SHORT PROBLEM: Format the lines below as a Markdown table with the columns "Row" and "Line", covering only the part that opens with the line containing "Request = locate the laptop keyboard" and runs through the end of the lines, both ends included. Skip blank lines, and leave the pictures out of the table.

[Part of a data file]
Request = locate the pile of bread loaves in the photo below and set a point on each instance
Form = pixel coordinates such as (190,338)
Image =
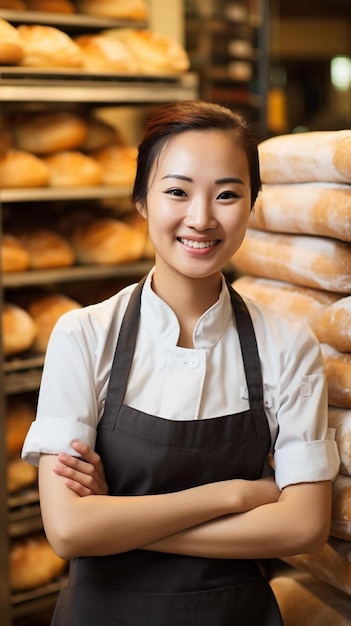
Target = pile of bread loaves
(128,50)
(296,258)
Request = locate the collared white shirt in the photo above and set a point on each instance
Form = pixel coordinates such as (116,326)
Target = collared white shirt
(184,384)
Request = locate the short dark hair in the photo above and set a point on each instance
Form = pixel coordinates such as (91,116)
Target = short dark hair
(173,119)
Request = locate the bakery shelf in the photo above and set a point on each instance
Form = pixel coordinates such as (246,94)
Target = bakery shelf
(37,85)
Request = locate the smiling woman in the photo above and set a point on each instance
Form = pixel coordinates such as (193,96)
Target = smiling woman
(157,462)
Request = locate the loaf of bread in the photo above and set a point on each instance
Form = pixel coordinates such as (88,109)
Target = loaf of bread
(45,311)
(340,420)
(341,511)
(48,47)
(107,241)
(14,256)
(72,168)
(296,302)
(304,600)
(335,325)
(47,249)
(19,474)
(134,10)
(322,156)
(19,168)
(118,164)
(19,416)
(332,565)
(51,6)
(106,54)
(317,262)
(47,131)
(155,53)
(338,372)
(18,329)
(11,47)
(307,208)
(33,563)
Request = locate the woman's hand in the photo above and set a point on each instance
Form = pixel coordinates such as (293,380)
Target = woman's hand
(85,475)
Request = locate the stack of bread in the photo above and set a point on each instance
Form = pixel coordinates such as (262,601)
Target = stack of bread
(296,258)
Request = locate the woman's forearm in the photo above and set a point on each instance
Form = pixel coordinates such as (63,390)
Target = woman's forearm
(299,522)
(103,524)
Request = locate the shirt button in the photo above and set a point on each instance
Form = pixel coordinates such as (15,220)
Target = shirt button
(193,362)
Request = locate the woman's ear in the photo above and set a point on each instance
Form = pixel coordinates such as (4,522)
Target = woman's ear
(141,208)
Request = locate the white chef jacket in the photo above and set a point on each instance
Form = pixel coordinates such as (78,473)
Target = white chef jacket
(178,383)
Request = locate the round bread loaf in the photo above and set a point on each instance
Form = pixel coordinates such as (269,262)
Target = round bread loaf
(19,329)
(33,563)
(14,256)
(155,53)
(47,46)
(19,416)
(135,10)
(45,311)
(47,132)
(106,54)
(19,168)
(107,241)
(47,249)
(11,46)
(72,168)
(19,475)
(118,165)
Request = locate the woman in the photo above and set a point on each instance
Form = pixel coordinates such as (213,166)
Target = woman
(202,388)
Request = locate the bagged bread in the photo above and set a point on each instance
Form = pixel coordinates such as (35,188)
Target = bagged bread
(304,600)
(48,47)
(340,420)
(318,262)
(47,131)
(19,168)
(296,302)
(335,325)
(307,208)
(338,372)
(11,47)
(306,157)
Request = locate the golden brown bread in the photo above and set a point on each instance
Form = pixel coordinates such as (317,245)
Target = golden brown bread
(107,241)
(135,10)
(308,208)
(47,249)
(304,600)
(341,511)
(19,474)
(48,47)
(19,416)
(311,261)
(14,256)
(11,46)
(19,329)
(45,311)
(118,164)
(340,420)
(72,168)
(335,325)
(19,168)
(322,156)
(106,54)
(33,563)
(338,372)
(332,565)
(46,132)
(154,52)
(296,302)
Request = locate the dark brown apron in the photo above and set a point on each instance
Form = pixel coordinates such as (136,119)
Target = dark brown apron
(144,454)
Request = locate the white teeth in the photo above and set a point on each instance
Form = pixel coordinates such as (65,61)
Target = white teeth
(198,244)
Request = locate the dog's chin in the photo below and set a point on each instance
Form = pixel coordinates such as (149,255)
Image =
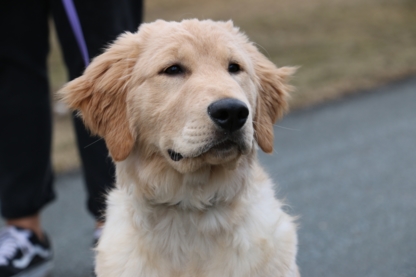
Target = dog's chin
(226,153)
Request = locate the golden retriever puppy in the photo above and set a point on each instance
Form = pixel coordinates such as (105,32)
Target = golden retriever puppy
(182,107)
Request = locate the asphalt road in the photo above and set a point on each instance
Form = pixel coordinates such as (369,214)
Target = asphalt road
(347,168)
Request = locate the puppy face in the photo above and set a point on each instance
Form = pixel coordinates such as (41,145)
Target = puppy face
(194,93)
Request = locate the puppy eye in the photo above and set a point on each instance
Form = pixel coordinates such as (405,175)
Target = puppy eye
(234,68)
(173,70)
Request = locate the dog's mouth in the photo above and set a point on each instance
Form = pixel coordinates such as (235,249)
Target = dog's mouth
(219,146)
(175,156)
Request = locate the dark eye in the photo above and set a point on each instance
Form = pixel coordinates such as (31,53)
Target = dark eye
(173,70)
(234,68)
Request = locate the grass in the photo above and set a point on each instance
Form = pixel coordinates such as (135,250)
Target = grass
(342,46)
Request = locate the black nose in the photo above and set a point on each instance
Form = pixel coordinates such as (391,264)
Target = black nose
(230,114)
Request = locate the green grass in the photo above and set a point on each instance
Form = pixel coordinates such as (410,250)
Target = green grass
(341,46)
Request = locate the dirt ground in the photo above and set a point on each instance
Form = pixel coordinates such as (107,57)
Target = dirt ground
(341,47)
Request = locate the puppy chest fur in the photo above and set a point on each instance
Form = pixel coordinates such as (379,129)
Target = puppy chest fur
(182,107)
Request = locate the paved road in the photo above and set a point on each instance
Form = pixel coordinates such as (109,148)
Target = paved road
(348,168)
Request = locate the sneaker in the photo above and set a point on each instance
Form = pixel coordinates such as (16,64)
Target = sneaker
(22,254)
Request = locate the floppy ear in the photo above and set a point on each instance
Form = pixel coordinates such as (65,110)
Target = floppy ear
(273,93)
(100,95)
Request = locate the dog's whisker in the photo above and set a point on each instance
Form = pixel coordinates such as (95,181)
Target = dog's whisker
(93,142)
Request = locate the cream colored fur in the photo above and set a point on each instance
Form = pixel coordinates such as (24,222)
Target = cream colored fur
(212,213)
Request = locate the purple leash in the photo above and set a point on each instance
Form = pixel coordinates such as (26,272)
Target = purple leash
(76,28)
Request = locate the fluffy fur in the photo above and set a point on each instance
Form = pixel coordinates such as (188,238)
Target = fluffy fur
(213,212)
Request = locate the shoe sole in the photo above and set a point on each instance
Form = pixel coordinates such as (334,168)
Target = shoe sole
(43,270)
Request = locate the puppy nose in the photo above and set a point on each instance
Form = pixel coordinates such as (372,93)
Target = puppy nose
(229,114)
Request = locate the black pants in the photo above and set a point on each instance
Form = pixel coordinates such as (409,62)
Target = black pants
(25,116)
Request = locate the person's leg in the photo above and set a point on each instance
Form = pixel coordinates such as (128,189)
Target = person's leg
(101,21)
(25,117)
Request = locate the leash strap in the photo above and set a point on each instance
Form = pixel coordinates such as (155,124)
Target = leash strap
(76,28)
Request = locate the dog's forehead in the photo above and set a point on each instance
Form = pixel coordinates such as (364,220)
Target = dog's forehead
(201,37)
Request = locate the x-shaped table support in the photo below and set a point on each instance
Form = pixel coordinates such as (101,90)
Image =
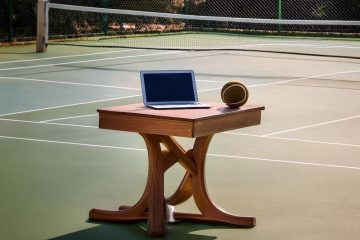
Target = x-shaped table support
(152,204)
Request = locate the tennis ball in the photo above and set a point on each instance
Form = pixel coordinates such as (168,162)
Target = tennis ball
(234,94)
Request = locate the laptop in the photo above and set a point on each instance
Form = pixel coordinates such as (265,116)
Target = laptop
(170,89)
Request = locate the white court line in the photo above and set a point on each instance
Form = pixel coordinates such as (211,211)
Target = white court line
(68,56)
(210,154)
(305,78)
(286,161)
(65,118)
(68,105)
(310,126)
(71,143)
(70,83)
(75,104)
(87,61)
(47,122)
(293,139)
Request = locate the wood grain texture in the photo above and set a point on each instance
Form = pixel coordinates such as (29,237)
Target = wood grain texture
(157,128)
(179,122)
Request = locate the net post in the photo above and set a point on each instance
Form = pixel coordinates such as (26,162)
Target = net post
(42,25)
(280,13)
(8,21)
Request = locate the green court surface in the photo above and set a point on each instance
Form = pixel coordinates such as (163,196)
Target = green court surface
(298,172)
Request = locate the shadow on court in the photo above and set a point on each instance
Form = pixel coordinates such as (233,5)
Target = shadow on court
(111,231)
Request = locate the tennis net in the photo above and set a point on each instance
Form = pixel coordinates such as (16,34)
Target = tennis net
(103,27)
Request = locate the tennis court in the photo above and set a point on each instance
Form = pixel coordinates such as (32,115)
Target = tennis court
(298,172)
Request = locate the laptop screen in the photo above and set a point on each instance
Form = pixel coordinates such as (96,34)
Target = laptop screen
(168,86)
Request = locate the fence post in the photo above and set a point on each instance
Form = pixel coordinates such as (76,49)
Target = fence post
(41,35)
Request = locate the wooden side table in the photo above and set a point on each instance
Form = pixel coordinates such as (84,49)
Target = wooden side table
(158,127)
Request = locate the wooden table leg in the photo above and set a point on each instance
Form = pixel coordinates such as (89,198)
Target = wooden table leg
(151,206)
(156,201)
(201,197)
(194,184)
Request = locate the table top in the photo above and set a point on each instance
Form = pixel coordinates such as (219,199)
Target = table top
(179,122)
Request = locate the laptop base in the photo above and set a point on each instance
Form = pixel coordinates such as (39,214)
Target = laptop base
(179,106)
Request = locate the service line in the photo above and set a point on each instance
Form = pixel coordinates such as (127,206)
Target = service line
(210,154)
(67,56)
(88,61)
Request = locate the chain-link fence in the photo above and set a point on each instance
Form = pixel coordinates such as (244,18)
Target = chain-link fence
(18,17)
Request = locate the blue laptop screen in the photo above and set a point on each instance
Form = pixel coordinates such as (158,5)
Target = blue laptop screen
(169,87)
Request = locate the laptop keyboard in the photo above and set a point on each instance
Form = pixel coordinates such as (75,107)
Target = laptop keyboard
(177,106)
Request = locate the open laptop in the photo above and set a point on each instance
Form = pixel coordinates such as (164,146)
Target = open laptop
(170,89)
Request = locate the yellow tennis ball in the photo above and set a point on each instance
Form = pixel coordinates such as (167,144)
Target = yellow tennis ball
(234,94)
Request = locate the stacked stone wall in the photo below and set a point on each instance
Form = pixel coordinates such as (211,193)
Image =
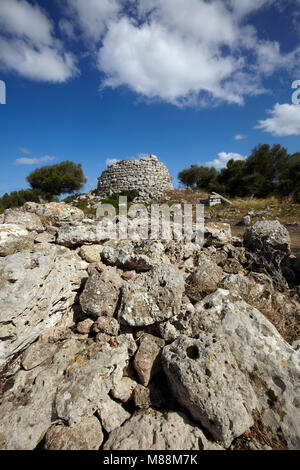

SOLUTION:
| Row | Line |
|---|---|
| 1 | Request = locate the laptop keyboard in the photo above and set a point on each instance |
| 2 | Form = pixel coordinates such as (75,107) |
| 3 | Target = laptop keyboard |
| 4 | (177,106) |
| 5 | Request = locate the open laptop in the photo above and set a point on each instance |
| 6 | Form = pixel coordinates such as (164,146) |
| 7 | Target = open laptop |
| 8 | (170,89) |
| 9 | Request = locate the yellow tennis ball in the photo above and set a point on each instance |
| 10 | Form = pixel coordinates such as (167,144) |
| 11 | Target = yellow tennis ball |
| 12 | (234,94) |
| 13 | Request = locate the stacked stone wall in the photo below and set a point on each instance |
| 14 | Form = pixel coordinates such as (211,193) |
| 15 | Image = |